[Natural language region descriptions]
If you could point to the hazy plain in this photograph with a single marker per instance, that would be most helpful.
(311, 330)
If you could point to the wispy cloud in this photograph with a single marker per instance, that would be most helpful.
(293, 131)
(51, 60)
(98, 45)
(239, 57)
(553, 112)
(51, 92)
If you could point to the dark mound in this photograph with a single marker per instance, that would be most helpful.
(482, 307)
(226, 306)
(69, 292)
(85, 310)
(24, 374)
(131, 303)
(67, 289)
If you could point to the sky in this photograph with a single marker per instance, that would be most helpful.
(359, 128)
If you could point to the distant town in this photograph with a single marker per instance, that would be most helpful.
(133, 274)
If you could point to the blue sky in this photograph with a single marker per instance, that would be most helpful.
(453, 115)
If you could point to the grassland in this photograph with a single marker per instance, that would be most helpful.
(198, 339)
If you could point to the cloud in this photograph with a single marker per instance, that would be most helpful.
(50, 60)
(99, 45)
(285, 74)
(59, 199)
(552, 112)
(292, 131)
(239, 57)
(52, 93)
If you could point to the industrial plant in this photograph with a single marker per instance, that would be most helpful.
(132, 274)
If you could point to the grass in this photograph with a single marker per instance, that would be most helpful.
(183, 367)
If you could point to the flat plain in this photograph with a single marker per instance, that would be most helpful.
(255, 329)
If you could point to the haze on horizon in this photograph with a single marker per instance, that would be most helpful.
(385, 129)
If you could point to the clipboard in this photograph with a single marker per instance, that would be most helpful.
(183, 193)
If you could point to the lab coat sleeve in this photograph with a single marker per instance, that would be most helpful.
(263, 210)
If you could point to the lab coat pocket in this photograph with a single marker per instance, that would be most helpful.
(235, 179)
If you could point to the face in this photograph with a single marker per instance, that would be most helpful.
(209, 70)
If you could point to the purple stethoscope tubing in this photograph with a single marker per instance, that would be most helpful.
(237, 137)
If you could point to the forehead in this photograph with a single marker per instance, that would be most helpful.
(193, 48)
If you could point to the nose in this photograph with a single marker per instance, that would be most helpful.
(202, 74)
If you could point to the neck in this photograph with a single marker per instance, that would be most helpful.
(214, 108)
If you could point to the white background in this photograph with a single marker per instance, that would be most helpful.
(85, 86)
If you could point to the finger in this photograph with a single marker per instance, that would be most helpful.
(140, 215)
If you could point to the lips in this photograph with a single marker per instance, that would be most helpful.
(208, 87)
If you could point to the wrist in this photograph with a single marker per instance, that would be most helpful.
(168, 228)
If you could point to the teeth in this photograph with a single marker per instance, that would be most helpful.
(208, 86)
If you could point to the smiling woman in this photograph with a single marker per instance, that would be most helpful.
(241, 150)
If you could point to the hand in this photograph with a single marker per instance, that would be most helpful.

- [What needs to be done] Nothing may be left out. Retype all the entries exactly.

- [Response to the task]
If you could point to the hazy plain in this photograph with a single marker per instance, that would be most helpful.
(311, 330)
If you could point to the wispy cloud in this photograph with a single marker per instance, that would be most helpful.
(293, 131)
(51, 60)
(98, 45)
(239, 57)
(553, 112)
(51, 92)
If you could point to the dark mound in this photograph with a single marker per instance, that would be most helpful.
(482, 307)
(226, 306)
(69, 292)
(85, 310)
(24, 374)
(131, 303)
(67, 289)
If you could point to the sky in this photograph with a single marker per instance, that would be most helpful.
(359, 128)
If you could point to the distant town in this photograph with a single marker per instance, that would be most helpful.
(133, 274)
If you could point to the blue sky in this photograph with a single marker per instance, that would be most helpful.
(453, 115)
If you could point to the grassland in this photograph with a single marker per instance, that would be most helpful.
(198, 339)
If you could point to the cloud in this photograph with a single marker per instance, that would be most helpful.
(50, 60)
(99, 45)
(285, 74)
(59, 199)
(552, 112)
(292, 131)
(239, 57)
(52, 93)
If you could point to the industrial plant in this photograph with a single marker per instance, that would be most helpful.
(132, 274)
If you could point to the grass in this photograph with a single marker per instance, that would be most helpful.
(183, 367)
If you could point to the flat plain in this photograph with a single marker per instance, that would be most helpful.
(255, 329)
If you could point to the haze on horizon in this photograph with a single marker per instance, that would be most helpful.
(385, 129)
If you could point to the clipboard in this photograph with a single marker per instance, that would be most helpful.
(183, 193)
If you could point to the lab coat sleeve in this photograph with a single marker per instance, that would be most helpful.
(263, 210)
If you could point to the lab coat pocket in this photograph with a single marker per instance, that would be most helpful.
(235, 179)
If you could point to the face in this photograph with a single marker per instance, that would be most helpful.
(209, 70)
If you could point to the purple stethoscope tubing in this photograph with a single marker per instance, that would be most helpful.
(237, 137)
If you could point to the forehead in this photograph with a single marker per instance, that would be most helpful.
(193, 48)
If you could point to the nose in this photograph with a single marker per instance, that would be most helpful.
(202, 74)
If you could point to the neck in this photograph with a single marker per instance, that would be most helpful.
(214, 108)
If you could point to the white background in this photograph with a single marker per instance, that would be most helpful.
(85, 86)
If you could point to the finger in this photograph with a single marker per instance, that would be most helpful.
(140, 215)
If you could point to the lips in this photograph with a single marker per instance, that would be most helpful.
(208, 87)
If you could point to the wrist in this photograph with a single marker per instance, that would be most helpful.
(168, 228)
If you could point to the teeth in this photograph with a single marker per instance, that would be most helpful.
(208, 86)
If you could point to the smiling woman in this photograph with a single marker per instance, that would be most helpful.
(241, 150)
If you could point to the hand in this photograph with a single marker per instance, that would be most helpful.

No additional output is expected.